____ ROWS

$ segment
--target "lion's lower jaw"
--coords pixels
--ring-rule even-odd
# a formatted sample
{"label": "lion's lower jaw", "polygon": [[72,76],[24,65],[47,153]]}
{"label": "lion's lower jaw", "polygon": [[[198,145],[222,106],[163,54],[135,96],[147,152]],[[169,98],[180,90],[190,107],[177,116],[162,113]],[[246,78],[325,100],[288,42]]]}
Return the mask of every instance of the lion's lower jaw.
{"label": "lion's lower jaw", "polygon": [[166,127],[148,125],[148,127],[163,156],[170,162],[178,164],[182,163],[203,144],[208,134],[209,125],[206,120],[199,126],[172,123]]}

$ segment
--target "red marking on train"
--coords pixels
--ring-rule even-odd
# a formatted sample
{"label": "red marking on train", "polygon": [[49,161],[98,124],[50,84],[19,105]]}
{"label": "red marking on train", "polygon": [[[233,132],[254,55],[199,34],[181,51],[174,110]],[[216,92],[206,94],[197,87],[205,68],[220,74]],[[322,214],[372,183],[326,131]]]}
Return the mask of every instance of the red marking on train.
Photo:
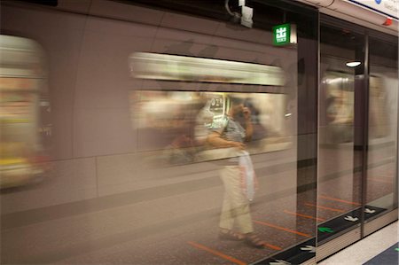
{"label": "red marking on train", "polygon": [[284,210],[284,212],[285,212],[286,214],[293,214],[293,215],[297,215],[297,216],[300,216],[300,217],[304,217],[304,218],[309,218],[309,219],[314,219],[314,220],[317,220],[317,221],[325,221],[325,219],[324,219],[324,218],[313,217],[313,216],[311,216],[311,215],[306,215],[306,214],[300,214],[300,213],[289,212],[289,211],[287,211],[287,210]]}
{"label": "red marking on train", "polygon": [[259,223],[259,224],[262,224],[262,225],[270,226],[270,227],[272,227],[272,228],[275,228],[275,229],[278,229],[278,230],[284,230],[284,231],[286,231],[286,232],[297,234],[297,235],[300,235],[300,236],[302,236],[302,237],[310,238],[310,235],[309,235],[309,234],[305,234],[305,233],[299,232],[299,231],[296,231],[296,230],[292,230],[281,227],[281,226],[277,226],[275,224],[271,224],[271,223],[269,223],[269,222],[266,222],[254,220],[254,222],[256,222],[256,223]]}
{"label": "red marking on train", "polygon": [[322,206],[316,206],[316,205],[311,204],[311,203],[305,203],[305,206],[317,207],[317,208],[320,208],[320,209],[325,209],[325,210],[329,210],[329,211],[332,211],[332,212],[345,213],[345,211],[341,210],[341,209],[326,207],[322,207]]}
{"label": "red marking on train", "polygon": [[357,203],[355,201],[348,201],[348,200],[345,200],[345,199],[340,199],[332,198],[332,197],[327,197],[327,196],[323,196],[323,195],[320,195],[318,197],[322,198],[322,199],[329,199],[329,200],[334,200],[334,201],[339,201],[339,202],[342,202],[342,203],[351,204],[354,206],[360,206],[360,203]]}
{"label": "red marking on train", "polygon": [[271,245],[271,244],[265,243],[264,246],[269,247],[269,248],[274,249],[274,250],[282,250],[281,247],[274,246],[274,245]]}
{"label": "red marking on train", "polygon": [[214,250],[214,249],[212,249],[212,248],[209,248],[209,247],[207,247],[207,246],[203,246],[203,245],[195,243],[195,242],[193,242],[193,241],[188,241],[187,243],[190,244],[191,246],[196,247],[196,248],[205,250],[206,252],[208,252],[208,253],[213,253],[214,255],[219,256],[219,257],[221,257],[221,258],[223,258],[224,260],[227,260],[227,261],[229,261],[234,262],[234,263],[236,263],[236,264],[239,264],[239,265],[246,265],[246,263],[244,262],[244,261],[239,261],[239,260],[237,260],[236,258],[233,258],[233,257],[231,257],[231,256],[229,256],[229,255],[226,255],[226,254],[224,254],[224,253],[221,253],[221,252],[215,251],[215,250]]}
{"label": "red marking on train", "polygon": [[378,178],[374,178],[374,177],[373,178],[369,177],[369,178],[367,178],[367,180],[370,180],[372,182],[382,183],[389,183],[389,184],[393,183],[393,182],[385,181],[385,180],[381,180],[381,179],[378,179]]}

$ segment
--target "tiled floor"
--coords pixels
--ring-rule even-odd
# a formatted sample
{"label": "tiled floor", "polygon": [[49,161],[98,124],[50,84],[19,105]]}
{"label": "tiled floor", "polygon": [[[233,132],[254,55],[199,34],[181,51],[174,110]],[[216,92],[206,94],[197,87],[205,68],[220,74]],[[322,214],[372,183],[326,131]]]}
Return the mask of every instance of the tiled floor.
{"label": "tiled floor", "polygon": [[361,265],[398,241],[398,222],[395,222],[318,264]]}

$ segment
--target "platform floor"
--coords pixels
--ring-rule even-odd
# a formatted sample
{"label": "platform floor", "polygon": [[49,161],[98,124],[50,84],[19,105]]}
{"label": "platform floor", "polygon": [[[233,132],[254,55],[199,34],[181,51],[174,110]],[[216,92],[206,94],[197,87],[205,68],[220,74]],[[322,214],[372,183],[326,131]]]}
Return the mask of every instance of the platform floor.
{"label": "platform floor", "polygon": [[398,222],[395,222],[317,264],[362,265],[398,242]]}

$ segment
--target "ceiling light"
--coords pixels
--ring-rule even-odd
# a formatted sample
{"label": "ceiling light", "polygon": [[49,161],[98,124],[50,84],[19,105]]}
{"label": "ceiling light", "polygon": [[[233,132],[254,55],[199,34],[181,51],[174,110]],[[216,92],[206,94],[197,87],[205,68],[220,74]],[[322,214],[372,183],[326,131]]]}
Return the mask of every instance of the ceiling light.
{"label": "ceiling light", "polygon": [[348,62],[347,63],[347,66],[348,67],[356,67],[360,66],[362,63],[361,62]]}

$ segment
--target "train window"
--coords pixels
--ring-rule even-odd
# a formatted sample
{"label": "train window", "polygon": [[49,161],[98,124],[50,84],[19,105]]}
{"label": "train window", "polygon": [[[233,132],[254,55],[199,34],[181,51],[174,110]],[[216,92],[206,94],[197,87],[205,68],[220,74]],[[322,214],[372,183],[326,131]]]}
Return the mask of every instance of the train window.
{"label": "train window", "polygon": [[[292,146],[287,131],[291,114],[286,113],[284,94],[140,90],[131,97],[138,149],[158,151],[151,152],[156,165],[232,156],[231,150],[215,149],[207,143],[209,132],[227,125],[231,98],[239,98],[250,111],[254,130],[251,142],[246,144],[250,153]],[[237,120],[245,127],[242,113]]]}

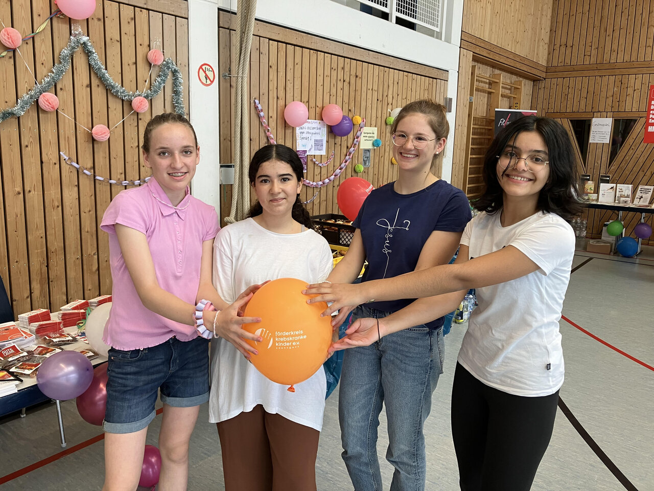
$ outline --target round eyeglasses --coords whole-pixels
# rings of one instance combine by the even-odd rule
[[[418,136],[407,136],[404,133],[394,133],[393,134],[393,145],[396,147],[403,147],[406,145],[407,141],[411,140],[413,143],[413,148],[417,150],[422,150],[430,141],[434,141],[434,140],[438,139],[437,138],[432,138],[429,139],[426,136],[422,136],[419,135]]]
[[[526,157],[519,157],[515,152],[508,151],[502,152],[499,155],[496,155],[499,159],[500,165],[505,169],[510,169],[518,165],[518,160],[525,160],[525,167],[532,173],[540,172],[545,166],[549,163],[549,160],[545,160],[542,155],[528,155]]]

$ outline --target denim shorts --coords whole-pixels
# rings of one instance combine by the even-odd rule
[[[209,341],[173,336],[150,348],[111,348],[107,368],[107,412],[102,428],[133,433],[154,419],[161,400],[175,407],[193,407],[209,400]]]

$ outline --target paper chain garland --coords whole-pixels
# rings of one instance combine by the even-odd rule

________

:: GIVEN REQUEST ::
Give the whole listing again, swapping "even-odd" for "nonzero" everywhere and changing nothing else. Leave the pictures out.

:: RESULT OF THIS TASK ::
$ segment
--target "lion's lower jaw"
--coords pixels
--ring-rule nonzero
# a formatted sample
{"label": "lion's lower jaw", "polygon": [[72,76],[24,65],[47,153]]}
{"label": "lion's lower jaw", "polygon": [[[198,145],[222,106],[163,54],[135,96],[147,152]],[[169,98],[180,90],[190,107],[177,116],[162,113]],[[246,78],[325,100],[288,42]]]}
Return the mask of every instance of the lion's lower jaw.
{"label": "lion's lower jaw", "polygon": [[166,127],[148,125],[148,127],[163,156],[170,162],[178,164],[182,163],[203,144],[208,134],[209,125],[206,120],[199,126],[172,123]]}

$ segment
--target "red marking on train"
--coords pixels
--ring-rule nonzero
# a formatted sample
{"label": "red marking on train", "polygon": [[49,161],[98,124],[50,84],[19,105]]}
{"label": "red marking on train", "polygon": [[[233,132],[254,55],[199,34],[181,51],[174,110]],[[216,92],[206,94],[197,87],[205,68],[220,74]],[[322,214],[372,183],[326,131]]]}
Return the mask of every instance of the red marking on train.
Photo:
{"label": "red marking on train", "polygon": [[284,210],[284,212],[285,212],[286,214],[293,214],[293,215],[297,215],[297,216],[300,216],[300,217],[304,217],[304,218],[309,218],[309,219],[314,219],[314,220],[317,220],[317,221],[325,221],[325,219],[324,219],[324,218],[313,217],[313,216],[311,216],[311,215],[306,215],[306,214],[300,214],[300,213],[289,212],[289,211],[287,211],[287,210]]}
{"label": "red marking on train", "polygon": [[259,223],[259,224],[262,224],[262,225],[270,226],[270,227],[272,227],[272,228],[275,228],[275,229],[278,229],[278,230],[284,230],[284,231],[286,231],[286,232],[297,234],[297,235],[300,235],[300,236],[302,236],[302,237],[310,238],[310,235],[309,235],[309,234],[305,234],[305,233],[299,232],[299,231],[296,231],[296,230],[292,230],[281,227],[281,226],[277,226],[275,224],[271,224],[271,223],[269,223],[269,222],[266,222],[254,220],[254,222],[256,222],[256,223]]}
{"label": "red marking on train", "polygon": [[322,206],[316,206],[316,205],[311,204],[311,203],[305,203],[305,206],[317,207],[317,208],[320,208],[320,209],[325,209],[325,210],[329,210],[329,211],[332,211],[332,212],[345,213],[345,211],[341,210],[341,209],[326,207],[322,207]]}
{"label": "red marking on train", "polygon": [[357,203],[355,201],[348,201],[348,200],[345,200],[345,199],[340,199],[332,198],[332,197],[327,197],[327,196],[323,196],[323,195],[320,195],[318,197],[322,198],[322,199],[329,199],[329,200],[334,200],[334,201],[339,201],[339,202],[342,202],[342,203],[351,204],[354,206],[360,206],[360,203]]}
{"label": "red marking on train", "polygon": [[271,245],[271,244],[265,243],[264,246],[269,247],[269,248],[274,249],[274,250],[282,250],[281,247],[274,246],[274,245]]}
{"label": "red marking on train", "polygon": [[214,250],[214,249],[212,249],[212,248],[209,248],[209,247],[207,247],[207,246],[203,246],[203,245],[195,243],[195,242],[193,242],[193,241],[188,241],[187,243],[190,244],[191,246],[196,247],[196,248],[205,250],[206,252],[208,252],[208,253],[213,253],[214,255],[219,256],[219,257],[221,257],[221,258],[223,258],[224,260],[227,260],[227,261],[229,261],[234,262],[234,263],[236,263],[236,264],[239,264],[239,265],[246,265],[246,263],[244,262],[244,261],[239,261],[239,260],[237,260],[236,258],[233,258],[233,257],[231,257],[231,256],[229,256],[229,255],[226,255],[226,254],[224,254],[224,253],[221,253],[221,252],[215,251],[215,250]]}
{"label": "red marking on train", "polygon": [[378,178],[374,178],[374,177],[373,178],[369,177],[369,178],[367,178],[367,180],[370,180],[372,182],[382,183],[389,183],[389,184],[393,183],[393,182],[385,181],[385,180],[381,180],[381,179],[378,179]]}

$ segment
--target "tiled floor"
--coords pixels
--ring-rule nonzero
# a formatted sample
{"label": "tiled floor", "polygon": [[49,161],[98,124],[50,84],[19,105]]}
{"label": "tiled floor", "polygon": [[[233,132],[254,55],[199,34],[181,51],[174,110]],[[216,92],[206,94],[197,87],[205,68],[220,74]],[[322,214],[372,183],[326,131]]]}
Return the mask of every instance of the tiled floor.
{"label": "tiled floor", "polygon": [[361,265],[398,241],[398,222],[395,222],[318,264]]}

$ segment
--target "platform floor"
--coords pixels
--ring-rule nonzero
# a formatted sample
{"label": "platform floor", "polygon": [[49,161],[98,124],[50,84],[19,105]]}
{"label": "platform floor", "polygon": [[[233,132],[254,55],[199,34],[181,51],[174,110]],[[216,92],[206,94],[197,87],[205,68],[220,74]],[[322,214],[372,183],[326,131]]]}
Return the mask of every instance of the platform floor.
{"label": "platform floor", "polygon": [[398,222],[395,222],[317,264],[362,265],[398,242]]}

$ segment
--target "ceiling light"
--coords pixels
--ring-rule nonzero
# a formatted sample
{"label": "ceiling light", "polygon": [[49,161],[98,124],[50,84],[19,105]]}
{"label": "ceiling light", "polygon": [[[233,132],[254,55],[199,34],[181,51],[174,110]],[[216,92],[206,94],[197,87],[205,68],[220,74]],[[322,214],[372,183],[326,131]]]}
Return the mask of every instance of the ceiling light.
{"label": "ceiling light", "polygon": [[348,62],[347,63],[347,66],[348,67],[356,67],[360,66],[362,63],[361,62]]}

$ segment
--target "train window"
--coords pixels
--ring-rule nonzero
# a formatted sample
{"label": "train window", "polygon": [[49,161],[98,124],[50,84],[19,105]]}
{"label": "train window", "polygon": [[[233,132],[254,55],[199,34],[181,51],[174,110]],[[216,92],[206,94],[197,87],[205,68],[220,74]],[[322,214],[372,183],[326,131]]]}
Return the mask of every instance of the train window.
{"label": "train window", "polygon": [[[292,146],[287,131],[291,114],[286,113],[284,94],[140,90],[131,97],[138,149],[158,151],[151,152],[156,165],[232,156],[231,150],[215,149],[207,143],[209,132],[227,125],[231,98],[239,98],[250,111],[254,130],[251,142],[246,144],[250,153]],[[237,120],[245,127],[242,113]]]}

$ outline --target round eyeglasses --coords whole-pixels
# rings of one instance combine by the nonzero rule
[[[418,136],[407,136],[404,133],[394,133],[393,134],[393,145],[396,147],[403,147],[406,145],[407,141],[411,140],[413,143],[413,148],[417,150],[422,150],[430,141],[434,141],[434,140],[438,139],[437,138],[432,138],[429,139],[426,136],[422,136],[419,135]]]
[[[526,157],[519,157],[515,152],[508,151],[502,152],[499,155],[496,155],[499,159],[500,165],[505,169],[510,169],[518,165],[518,160],[525,160],[525,167],[532,173],[540,172],[545,166],[549,163],[549,160],[545,160],[542,155],[528,155]]]

$ outline --target denim shorts --coords whole-pixels
# rings of one instance combine by the nonzero rule
[[[209,341],[173,336],[150,348],[111,348],[107,368],[107,412],[102,428],[133,433],[154,419],[161,400],[175,407],[193,407],[209,400]]]

$ outline --target paper chain garland --coords whole-pixels
# rings of one instance combine by the nonzero rule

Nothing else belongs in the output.